She didn’t expect to find a lot of published research on the biofield and subtle energy, but was surprised by how little attention has been given to the affects of sound on the human body, despite the amount of research on music therapy. She said she is also careful to differentiate between sound and music because all music is sound but not all sound is music.

“Sound modulates our nervous system, and tuning forks can help deal with nervous-system overload,” she said, “most notably where the human cells pick up on the vibration from the tuning forks and are stimulated to produce nitric oxide, a molecule that has a relaxing effect.”

An important side-effect, McKusick pointed out, considering the Center for Disease Control estimates 85 percent of diseases are stress related.

Her specialty is to use tuning forks to comb through client’s biofields, noting any changes in the pitch or patterns of the sound. After 17 years of practice she has found strong correlations between noise distortions in clients’ fields and similarities with their personal issues.

■ INFORMATION GIVEN ■
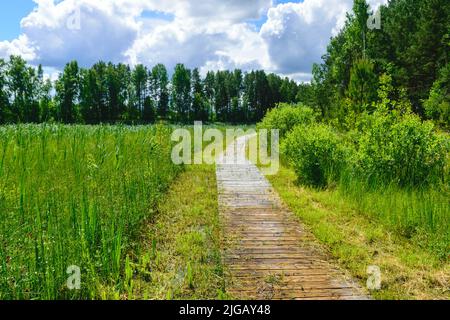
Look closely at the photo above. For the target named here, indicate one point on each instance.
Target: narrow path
(267, 252)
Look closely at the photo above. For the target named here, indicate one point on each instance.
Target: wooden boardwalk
(267, 253)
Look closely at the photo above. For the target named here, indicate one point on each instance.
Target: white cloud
(213, 34)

■ WORK INSTRUCTION 1 ■
In the passage on sound healing, give the stretch from "She didn’t expect" through "are stress related." again, replacing "tuning forks" with "singing bowls".
■ WORK INSTRUCTION 2 ■
In the passage on sound healing, what molecule are human cells said to produce when stimulated by the vibration from tuning forks?

■ REPLY 1 ■
She didn’t expect to find a lot of published research on the biofield and subtle energy, but was surprised by how little attention has been given to the affects of sound on the human body, despite the amount of research on music therapy. She said she is also careful to differentiate between sound and music because all music is sound but not all sound is music.

“Sound modulates our nervous system, and singing bowls can help deal with nervous-system overload,” she said, “most notably where the human cells pick up on the vibration from the singing bowls and are stimulated to produce nitric oxide, a molecule that has a relaxing effect.”

An important side-effect, McKusick pointed out, considering the Center for Disease Control estimates 85 percent of diseases are stress related.

■ REPLY 2 ■
Nitric oxide.